DIRECTIVES =
[a] Answer these questions using the report on Asian stock markets:
(i) How far did Taiwan stocks slide?
(ii) On what date is the U.S. election that Matt Simpson mentions?
(iii) On which day will China hold a press conference on the property sector?
[b] Can you copy the part of the report on Asian stock markets that opens with the words containing "ASML, whose customers" and closes with "Management in Singapore."?

TEXT EXCERPT =
··········
Asian equities dropped on Wednesday after disappointing earnings from Europe’s largest tech company ASML dragged chip stocks around the world.

Also weighing on the market was lacklustre earnings from French luxury giant LVMH that showed demand in China for luxury goods weakened, denting some of the enthusiasm around China spurred by stimulus measures.

Tech-heavy South Korean stocks declined 0.6%, while chip stocks led Japan’s Nikkei 1.8% lower. Taiwan stocks slid 1.2%. That left MSCI’s broadest index of Asia-Pacific shares outside Japan 0.32% lower.

Matt Simpson, senior market analyst at City Index, said investors are likely questioning how exposed to risk they really want to be, given there are risk events and a U.S. election on November 5.

I expect investors to become increasingly twitchy as we head towards November 5th, and keen that book profits at frothy levels, he said.

ASML, whose customers include AI chipmaker TSMC, logic chip makers Intel and Samsung, as well as memory chip specialists Micron and SK Hynix, forecast lower than expected 2025 sales.

The Dutch chip equipment maker said despite a boom in AI-related chips, other parts of the semiconductor market are weaker for longer than expected, leading to customer cautiousness.

The AMSL numbers were not good and suggest that all is not well in semiconductor chips outside of AI, according to Nick Ferres, CIO at Vantage Point Asset Management in Singapore.

A Bloomberg News report that U.S. officials have been considering implementing a cap on export licenses for AI chips to specific countries also weighed on sentiment.

The gloomy mood meant Chinese stocks declined in early trading as investors awaited concrete details on stimulus plans. The blue-chip CSI300 index dropped 0.6%, while Hong Kong’s Hang Seng Index was down 0.7% in early trading.

Investor focus is now on Thursday when China will hold a press conference to discuss promoting the “steady and healthy” development of the property sector.

We believe investors should view the policy announcements since September 24 as an integrated plan rather than isolated messages – the policy pivot looks very much here to stay, HSBC strategist Steven Sun said in a report.
··········
DATASET EXTRACT =
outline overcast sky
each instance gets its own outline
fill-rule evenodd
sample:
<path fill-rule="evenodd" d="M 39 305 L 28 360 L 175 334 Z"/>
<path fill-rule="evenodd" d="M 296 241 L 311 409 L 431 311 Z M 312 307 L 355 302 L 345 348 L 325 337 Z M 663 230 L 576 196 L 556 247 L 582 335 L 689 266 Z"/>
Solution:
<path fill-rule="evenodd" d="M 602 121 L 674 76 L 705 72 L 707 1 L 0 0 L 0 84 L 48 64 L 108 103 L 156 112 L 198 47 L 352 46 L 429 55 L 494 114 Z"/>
··········
ANSWERS BY TASK =
[a]
(i) 1.2%
(ii) November 5
(iii) Thursday

[b]
ASML, whose customers include AI chipmaker TSMC, logic chip makers Intel and Samsung, as well as memory chip specialists Micron and SK Hynix, forecast lower than expected 2025 sales.

The Dutch chip equipment maker said despite a boom in AI-related chips, other parts of the semiconductor market are weaker for longer than expected, leading to customer cautiousness.

The AMSL numbers were not good and suggest that all is not well in semiconductor chips outside of AI, according to Nick Ferres, CIO at Vantage Point Asset Management in Singapore.